PAGE TEXT:
-*-*-
Article 5, Section 2 of the Law Standards Act currently provides that "[the] Chair of the Assembly may bring proposed legislation into compliance with the standards outlined by this Act before bringing it to vote."

That will continue to be the case should this bill pass into law.

Having given it some thought, I believe the most logical way forward, and one which has the least inconvenience to Legislators would be to, in practice, largely retain the present arrangement of writing bills. Wherein Legislators —
  • write the basic components of a new Act; or
  • highlight in green and red what they wish to add or subtract as an amendment to an Act.
All of which can be further simplified with the addition of basic templates.

The Chair will, over the course of the discussion period, present this text in the proposed format outlined in this thread, of which the author will approve before a vote may commence.

(07-24-2019, 02:51 AM)Bzerneleg Wrote: I very much appreciate your efforts to formalize Assembly legislation, and to be honest, I have no problem with it. I think it'll work out just fine. However, there would a few small issues that we'd have to tackle as a result of the proposed changes. Those small issues include reforming the MATT-DUCK Law Index. Because right now, amendments and repeals (as an amendment) are not shown in the law index, however, if we were to follow Amerion's plan, amendments and repeals will be made as individual Acts. Therefore, it needed to be shown in the law index.

I completely agree with your assessment.

THE MATT-DUCK Law Archive has suffered from poor recordkeeping in a few threads. For instance, some posts state what the text will look like after the amendment has passed but not specifically what was changed.

I think it may be beneficial for future recordkeeping if the current law threads were themselves archived with new threads created in accordance with the proposed format — essentially, starting anew. These threads will be organised as follows:
  • The opening post shall display the current text of the Act.
-*-*-
MATERIAL PROVIDED:
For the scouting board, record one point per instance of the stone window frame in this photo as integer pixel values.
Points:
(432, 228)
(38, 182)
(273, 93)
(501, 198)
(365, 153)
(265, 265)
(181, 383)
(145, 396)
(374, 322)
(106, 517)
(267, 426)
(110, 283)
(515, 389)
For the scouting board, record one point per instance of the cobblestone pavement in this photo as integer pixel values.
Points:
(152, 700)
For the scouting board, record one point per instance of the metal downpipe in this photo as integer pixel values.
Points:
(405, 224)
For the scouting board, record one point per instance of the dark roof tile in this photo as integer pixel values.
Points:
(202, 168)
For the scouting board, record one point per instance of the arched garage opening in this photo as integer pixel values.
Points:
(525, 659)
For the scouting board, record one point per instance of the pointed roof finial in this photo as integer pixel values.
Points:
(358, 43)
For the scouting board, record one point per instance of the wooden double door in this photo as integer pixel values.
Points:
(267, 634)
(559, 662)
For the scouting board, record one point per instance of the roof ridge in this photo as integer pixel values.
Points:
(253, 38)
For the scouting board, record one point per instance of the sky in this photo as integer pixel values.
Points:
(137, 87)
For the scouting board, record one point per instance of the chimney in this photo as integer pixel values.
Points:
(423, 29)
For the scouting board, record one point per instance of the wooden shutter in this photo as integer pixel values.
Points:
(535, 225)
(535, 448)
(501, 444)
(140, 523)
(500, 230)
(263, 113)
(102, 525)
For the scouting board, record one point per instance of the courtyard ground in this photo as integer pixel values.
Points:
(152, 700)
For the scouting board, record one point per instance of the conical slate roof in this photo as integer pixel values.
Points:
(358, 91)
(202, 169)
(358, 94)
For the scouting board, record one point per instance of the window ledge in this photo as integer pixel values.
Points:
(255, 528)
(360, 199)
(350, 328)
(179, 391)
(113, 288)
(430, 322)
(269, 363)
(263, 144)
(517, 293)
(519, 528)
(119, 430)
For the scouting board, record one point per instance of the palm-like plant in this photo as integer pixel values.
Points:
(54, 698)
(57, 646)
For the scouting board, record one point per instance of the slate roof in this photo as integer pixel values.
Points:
-*-*-
DIRECTIVE A:
In the forum post about formatting Assembly legislation, shorten the paragraph that begins "THE MATT-DUCK Law Archive has suffered" while keeping its main facts.
DIRECTIVE B:
Pick up the forum post about formatting Assembly legislation after its last line and continue it.

EXPECTED ANSWER A:
Some threads in the MATT-DUCK Law Archive have poor recordkeeping. For example, certain posts show an Act's text after an amendment but do not say what was changed.

EXPECTED ANSWER B:
  • The first post shall provide the legislative history of the Act; noting, among other things, the name of the amending Act(s) (with a link to appropriate post displaying said-amendment), the date in which it was passed by this Assembly, a brief summation of what it amended — the long title of an amending act should suffice in providing the relevant information, and links to the debate and voting threads.
  • Every post thereafter shall display an amendment to that Act.
For the purposes of demonstrating what this may come to look like, I have created an example aptly entitled "Example of proposed THE MATT-DUCK Law Archive thread reformatting".
#10

I’m incredibly worried about this proposal, for the relatively simple reason that it raises barriers to entry. I get that the proposed format looks prettier, and it might interest parliamentary nerds, but this is a game with a significant number of players who are in the 13 to 18 range. We need to be considering access issues, and whether or not things we do make it easier or harder for people to participate and play the game in TSP. The proposals in question do not improve access, but worsen it; the format in question is more complicated and less comprehensible.

Speaking from professional experience (I’m not going to detail what for privacy reasons, though some of the people here know what I’m referring to) I can say that this would not be used in Local Government in the United Kingdom, for the exact reasons I detailed above. The kind of language used IRL is much more similar to what we currently do, with simple English, brevity, and easy comprehension being the objectives.

TLDR; Anything that make it harder for someone who is not familiar with parliamentary procedure and language to understand something is bad. We should not be making it harder for people to participate in our democratic institutions, but actively looking to improve access. Requiring an arcane and complex format for the Assembly is the opposite of that.

As an example of how much simpler we could do things;

CURRENCY ACT

1. Monetary Unit
1.1 The monetary unit of the South Pacific is the Dramatic Llama.
1.2 The abbreviation form of the Dramatic Llama is "DL".

2. Denomination
2.1 The denomination of money is the Drama Llama and the Pensive Llama.
2.2 One Drama Llama is the equivalent worth of two Pensive Llamas.
2.3 The NationStates equivalent is the Maxtopian dollar. One Drama Llama is the equivalent worth of five Maxtopian dollars.

3. Use of the Dramatic Llama
3.1 All monetary transactions in the South Pacific shall be recorded, expressed, and settled in Dramatic Llamas.
3.2 Monetary transactions in the external territories of the South Pacific may be recorded, expressed, and settled in Dramatic Llamas.


Now, IRL we’d have a section setting out the legal duties and relevant legislation, an equalities impact assessment, a financial impact assessment, etc, but we don’t need those. The above is what the substantive section would look like, and in more or less the exact format.

If we’re going to try and ape real world procedure, Local Government is a far better fit than the US Congress.